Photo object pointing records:
#####

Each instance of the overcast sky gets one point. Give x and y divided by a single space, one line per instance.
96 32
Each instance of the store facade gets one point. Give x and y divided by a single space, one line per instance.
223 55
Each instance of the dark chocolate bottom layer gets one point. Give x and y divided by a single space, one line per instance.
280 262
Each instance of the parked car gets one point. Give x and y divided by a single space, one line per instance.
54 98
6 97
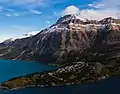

#####

> **WHAT YOU HAVE TO DO**: Pull out every line of the listing above that contains the word "Each".

> **EXERCISE SOLUTION**:
Each instance of the overcast sky gets one point. Give x and y divided by a single space, one line per instance.
Each instance of the store facade gets one point. Give x and y divided by a single space, one line per instance.
Each instance of the dark chocolate bottom layer gets one point. Give x and y divided by a single space, one line per instance.
Each instance of the parked car gets one point. Give x and y divided by a single space, one line per instance.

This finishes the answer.